## REQUIREMENT
Could you copy all of the records below exactly as they appear?

## RECORDS TO PROCESS
#####

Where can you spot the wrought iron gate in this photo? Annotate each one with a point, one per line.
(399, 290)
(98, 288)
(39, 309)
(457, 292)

#####

## OUTPUT OF THE TASK
Where can you spot the wrought iron gate in this photo? Annotate each one with a point, one per line.
(399, 290)
(98, 288)
(39, 309)
(457, 292)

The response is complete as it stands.